§ **Requirement**
In the listing below, substitute "occurrence" for every "instance" and reproduce the lines with nothing else changed.

§ **Records for this exercise**
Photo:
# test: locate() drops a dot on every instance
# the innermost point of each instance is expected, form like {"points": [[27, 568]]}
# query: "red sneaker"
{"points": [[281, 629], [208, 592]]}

§ **Completed exercise**
Photo:
# test: locate() drops a dot on every occurrence
# the innermost point of each occurrence is expected, form like {"points": [[27, 568]]}
# query: "red sneaker"
{"points": [[281, 629], [208, 592]]}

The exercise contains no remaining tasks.